Exercise directions
Word for word, transcribe the lines from the one containing "Indicate every instance of the overcast" through the end of the entries, both included, and nothing else.

[Items from a dataset]
******************************

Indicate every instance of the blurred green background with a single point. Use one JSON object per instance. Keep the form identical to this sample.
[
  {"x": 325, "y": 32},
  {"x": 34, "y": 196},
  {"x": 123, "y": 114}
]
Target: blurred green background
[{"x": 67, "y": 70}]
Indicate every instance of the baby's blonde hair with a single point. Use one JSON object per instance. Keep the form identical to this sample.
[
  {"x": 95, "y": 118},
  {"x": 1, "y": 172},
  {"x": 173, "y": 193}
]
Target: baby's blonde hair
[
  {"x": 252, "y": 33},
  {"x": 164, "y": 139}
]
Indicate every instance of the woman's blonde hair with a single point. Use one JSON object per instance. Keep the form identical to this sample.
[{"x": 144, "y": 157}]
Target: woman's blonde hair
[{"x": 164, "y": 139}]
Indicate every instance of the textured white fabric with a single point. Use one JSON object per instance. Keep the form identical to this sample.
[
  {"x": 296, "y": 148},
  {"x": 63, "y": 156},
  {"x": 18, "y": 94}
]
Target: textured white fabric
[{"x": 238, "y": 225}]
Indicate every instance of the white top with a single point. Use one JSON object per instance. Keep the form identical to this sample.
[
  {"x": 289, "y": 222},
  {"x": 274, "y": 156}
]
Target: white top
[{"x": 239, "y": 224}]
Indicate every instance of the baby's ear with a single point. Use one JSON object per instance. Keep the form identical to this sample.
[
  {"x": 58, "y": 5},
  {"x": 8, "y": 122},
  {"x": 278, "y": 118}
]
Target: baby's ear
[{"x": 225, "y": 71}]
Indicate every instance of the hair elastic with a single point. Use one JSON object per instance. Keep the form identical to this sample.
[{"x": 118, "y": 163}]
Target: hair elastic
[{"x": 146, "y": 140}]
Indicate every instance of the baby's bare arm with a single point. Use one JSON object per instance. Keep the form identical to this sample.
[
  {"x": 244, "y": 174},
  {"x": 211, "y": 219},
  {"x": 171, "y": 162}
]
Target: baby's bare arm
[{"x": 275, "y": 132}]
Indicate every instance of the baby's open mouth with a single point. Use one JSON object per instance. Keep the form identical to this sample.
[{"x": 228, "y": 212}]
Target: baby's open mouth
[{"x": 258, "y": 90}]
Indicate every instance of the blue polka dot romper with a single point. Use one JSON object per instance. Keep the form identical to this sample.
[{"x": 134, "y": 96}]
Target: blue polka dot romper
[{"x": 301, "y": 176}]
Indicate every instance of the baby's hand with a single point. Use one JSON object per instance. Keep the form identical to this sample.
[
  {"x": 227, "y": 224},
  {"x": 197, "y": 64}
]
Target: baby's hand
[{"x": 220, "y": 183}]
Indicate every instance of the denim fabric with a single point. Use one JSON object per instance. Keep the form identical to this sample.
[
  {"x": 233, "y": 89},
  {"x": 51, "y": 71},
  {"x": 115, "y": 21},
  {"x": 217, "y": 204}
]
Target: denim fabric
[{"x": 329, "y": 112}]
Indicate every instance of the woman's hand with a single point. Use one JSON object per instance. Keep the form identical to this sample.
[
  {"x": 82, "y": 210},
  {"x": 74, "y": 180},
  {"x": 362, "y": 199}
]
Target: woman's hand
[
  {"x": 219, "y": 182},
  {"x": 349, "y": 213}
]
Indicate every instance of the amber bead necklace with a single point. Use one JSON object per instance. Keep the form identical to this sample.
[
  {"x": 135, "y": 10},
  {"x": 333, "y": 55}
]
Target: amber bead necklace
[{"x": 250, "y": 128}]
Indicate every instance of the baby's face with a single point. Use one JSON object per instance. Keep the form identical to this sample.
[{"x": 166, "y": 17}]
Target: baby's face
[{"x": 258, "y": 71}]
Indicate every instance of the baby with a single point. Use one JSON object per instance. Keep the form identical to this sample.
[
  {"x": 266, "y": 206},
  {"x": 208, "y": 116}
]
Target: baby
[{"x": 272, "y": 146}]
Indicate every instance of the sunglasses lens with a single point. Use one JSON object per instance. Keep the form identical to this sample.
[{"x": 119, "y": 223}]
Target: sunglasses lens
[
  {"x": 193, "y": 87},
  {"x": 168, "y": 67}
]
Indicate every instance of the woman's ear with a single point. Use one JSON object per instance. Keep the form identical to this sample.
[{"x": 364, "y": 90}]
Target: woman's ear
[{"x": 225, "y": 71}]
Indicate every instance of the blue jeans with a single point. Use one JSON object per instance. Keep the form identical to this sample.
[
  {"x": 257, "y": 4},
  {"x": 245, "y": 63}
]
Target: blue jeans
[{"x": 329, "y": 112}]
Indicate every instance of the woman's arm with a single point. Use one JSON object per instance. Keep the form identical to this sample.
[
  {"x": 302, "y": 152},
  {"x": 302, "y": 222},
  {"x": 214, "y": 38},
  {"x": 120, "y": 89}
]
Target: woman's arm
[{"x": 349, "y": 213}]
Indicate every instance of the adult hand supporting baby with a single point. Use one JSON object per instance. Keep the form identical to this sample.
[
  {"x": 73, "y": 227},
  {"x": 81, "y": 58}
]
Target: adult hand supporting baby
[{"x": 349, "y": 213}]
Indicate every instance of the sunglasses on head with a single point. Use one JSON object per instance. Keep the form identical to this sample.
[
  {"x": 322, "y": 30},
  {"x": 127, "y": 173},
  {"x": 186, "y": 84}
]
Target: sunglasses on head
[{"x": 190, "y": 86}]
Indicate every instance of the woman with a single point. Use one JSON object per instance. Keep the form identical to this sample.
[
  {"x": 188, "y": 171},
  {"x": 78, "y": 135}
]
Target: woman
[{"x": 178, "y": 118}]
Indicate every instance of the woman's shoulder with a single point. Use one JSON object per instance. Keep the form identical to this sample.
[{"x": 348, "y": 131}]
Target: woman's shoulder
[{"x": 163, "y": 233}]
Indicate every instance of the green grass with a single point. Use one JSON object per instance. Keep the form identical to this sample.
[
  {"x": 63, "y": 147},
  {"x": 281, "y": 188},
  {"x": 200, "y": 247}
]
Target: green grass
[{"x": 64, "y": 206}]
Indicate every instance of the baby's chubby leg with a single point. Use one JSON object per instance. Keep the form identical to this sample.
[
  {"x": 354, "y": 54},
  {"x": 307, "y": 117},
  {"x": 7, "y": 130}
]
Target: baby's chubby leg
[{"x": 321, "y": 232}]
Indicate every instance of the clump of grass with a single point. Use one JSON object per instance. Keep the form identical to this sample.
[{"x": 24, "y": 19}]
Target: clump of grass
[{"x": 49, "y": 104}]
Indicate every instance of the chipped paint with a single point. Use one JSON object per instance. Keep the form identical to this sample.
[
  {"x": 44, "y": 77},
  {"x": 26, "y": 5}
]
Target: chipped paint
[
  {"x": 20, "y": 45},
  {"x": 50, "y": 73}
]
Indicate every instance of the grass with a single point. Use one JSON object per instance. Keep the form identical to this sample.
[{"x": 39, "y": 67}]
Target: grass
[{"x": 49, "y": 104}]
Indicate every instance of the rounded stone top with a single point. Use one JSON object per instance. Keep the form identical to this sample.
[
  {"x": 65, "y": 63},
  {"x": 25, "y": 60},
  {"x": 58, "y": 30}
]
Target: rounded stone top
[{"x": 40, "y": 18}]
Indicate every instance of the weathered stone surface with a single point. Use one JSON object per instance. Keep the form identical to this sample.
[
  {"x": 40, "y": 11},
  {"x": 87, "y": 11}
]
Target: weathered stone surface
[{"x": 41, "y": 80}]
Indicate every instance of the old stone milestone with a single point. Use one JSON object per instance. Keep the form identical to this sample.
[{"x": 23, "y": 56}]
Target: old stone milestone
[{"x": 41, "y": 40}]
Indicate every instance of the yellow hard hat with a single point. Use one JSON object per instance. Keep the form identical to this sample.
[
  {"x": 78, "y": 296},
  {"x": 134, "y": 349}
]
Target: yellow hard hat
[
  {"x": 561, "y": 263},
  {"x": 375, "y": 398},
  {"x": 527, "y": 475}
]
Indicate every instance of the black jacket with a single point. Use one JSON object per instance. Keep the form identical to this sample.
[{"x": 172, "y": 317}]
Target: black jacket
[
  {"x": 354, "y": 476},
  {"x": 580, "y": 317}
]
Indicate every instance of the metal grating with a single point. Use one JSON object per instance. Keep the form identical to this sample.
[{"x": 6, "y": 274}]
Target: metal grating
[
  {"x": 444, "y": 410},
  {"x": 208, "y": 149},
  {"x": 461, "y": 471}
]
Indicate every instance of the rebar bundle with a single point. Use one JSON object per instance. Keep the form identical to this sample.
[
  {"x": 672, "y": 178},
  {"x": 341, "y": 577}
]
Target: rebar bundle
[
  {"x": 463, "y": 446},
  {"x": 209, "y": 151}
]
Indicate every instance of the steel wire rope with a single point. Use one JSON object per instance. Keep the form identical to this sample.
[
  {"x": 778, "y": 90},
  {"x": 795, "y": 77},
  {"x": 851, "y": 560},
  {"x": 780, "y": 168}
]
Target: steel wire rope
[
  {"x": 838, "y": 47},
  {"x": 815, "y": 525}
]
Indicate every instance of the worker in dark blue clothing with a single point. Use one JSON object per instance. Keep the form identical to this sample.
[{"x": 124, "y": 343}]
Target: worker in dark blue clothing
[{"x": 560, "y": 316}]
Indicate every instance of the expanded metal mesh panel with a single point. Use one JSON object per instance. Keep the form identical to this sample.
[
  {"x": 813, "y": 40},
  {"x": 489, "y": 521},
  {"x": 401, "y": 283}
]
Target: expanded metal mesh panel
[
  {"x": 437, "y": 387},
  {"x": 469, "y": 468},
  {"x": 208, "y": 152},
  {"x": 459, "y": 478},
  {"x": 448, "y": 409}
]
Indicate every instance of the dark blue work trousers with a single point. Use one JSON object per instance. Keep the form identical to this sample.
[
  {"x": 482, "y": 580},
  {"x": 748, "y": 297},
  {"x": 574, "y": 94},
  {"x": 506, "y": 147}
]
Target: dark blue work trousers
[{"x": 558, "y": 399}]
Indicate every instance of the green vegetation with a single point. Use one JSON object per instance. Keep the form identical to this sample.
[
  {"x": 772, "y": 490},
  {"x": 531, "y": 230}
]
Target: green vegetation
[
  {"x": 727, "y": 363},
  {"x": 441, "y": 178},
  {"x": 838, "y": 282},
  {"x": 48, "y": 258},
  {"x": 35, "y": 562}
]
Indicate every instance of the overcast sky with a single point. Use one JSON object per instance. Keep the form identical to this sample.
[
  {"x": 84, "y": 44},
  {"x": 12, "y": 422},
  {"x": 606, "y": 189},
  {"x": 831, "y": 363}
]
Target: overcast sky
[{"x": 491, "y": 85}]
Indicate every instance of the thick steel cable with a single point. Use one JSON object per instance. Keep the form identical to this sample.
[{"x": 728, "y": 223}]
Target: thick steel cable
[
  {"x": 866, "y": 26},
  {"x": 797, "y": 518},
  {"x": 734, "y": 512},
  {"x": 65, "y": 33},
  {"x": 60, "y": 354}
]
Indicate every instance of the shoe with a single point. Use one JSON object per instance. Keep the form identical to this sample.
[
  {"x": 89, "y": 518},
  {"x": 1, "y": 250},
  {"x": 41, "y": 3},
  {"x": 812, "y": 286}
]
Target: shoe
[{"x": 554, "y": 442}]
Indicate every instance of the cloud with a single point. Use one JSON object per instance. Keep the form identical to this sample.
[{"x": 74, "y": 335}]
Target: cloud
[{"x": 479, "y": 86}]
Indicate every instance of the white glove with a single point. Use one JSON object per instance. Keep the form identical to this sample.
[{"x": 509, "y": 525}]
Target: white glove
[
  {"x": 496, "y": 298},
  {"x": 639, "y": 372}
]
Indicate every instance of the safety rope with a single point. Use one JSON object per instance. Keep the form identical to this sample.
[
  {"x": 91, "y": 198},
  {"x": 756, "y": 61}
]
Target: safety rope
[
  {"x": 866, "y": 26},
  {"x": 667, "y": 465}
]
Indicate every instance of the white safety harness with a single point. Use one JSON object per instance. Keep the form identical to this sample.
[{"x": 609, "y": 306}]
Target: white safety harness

******************************

Answer to the task
Indicate every instance of the overcast sky with a single point. Use one JSON object per instance. Keep the form identical to this sample.
[
  {"x": 84, "y": 44},
  {"x": 12, "y": 422},
  {"x": 606, "y": 189},
  {"x": 831, "y": 363}
]
Target: overcast sky
[{"x": 491, "y": 85}]
Indicate every instance of the thick steel cable with a single point. Use one JSON object per instance. Keep the form identical to this sample.
[{"x": 728, "y": 223}]
Target: thick steel cable
[
  {"x": 866, "y": 26},
  {"x": 797, "y": 518},
  {"x": 734, "y": 512},
  {"x": 65, "y": 33},
  {"x": 60, "y": 354}
]
Indicate every instance of the shoe with a single point. Use one JSON object per instance. Keep the form identical to this sample.
[
  {"x": 89, "y": 518},
  {"x": 1, "y": 250},
  {"x": 41, "y": 3},
  {"x": 812, "y": 286}
]
Target: shoe
[{"x": 554, "y": 442}]
Indicate every instance of the cloud with a single point. Use one JSON object per instance. Keep the form identical to this sample.
[{"x": 74, "y": 335}]
Target: cloud
[{"x": 479, "y": 86}]
Indicate every instance of the white glove with a single point. Use one JSON object per instance. Keep the form identical to this sample.
[{"x": 509, "y": 525}]
Target: white glove
[
  {"x": 496, "y": 298},
  {"x": 639, "y": 372}
]
Indicate every instance of the safety rope with a single point. Use one JSON object per instance. Keep the form identical to this sample.
[
  {"x": 91, "y": 198},
  {"x": 756, "y": 61}
]
Target: safety rope
[
  {"x": 866, "y": 26},
  {"x": 667, "y": 465}
]
Indicate every instance of the white safety harness with a single point. Use one JSON object per instance. Keep the form identical to this sample.
[{"x": 609, "y": 306}]
Target: white safety harness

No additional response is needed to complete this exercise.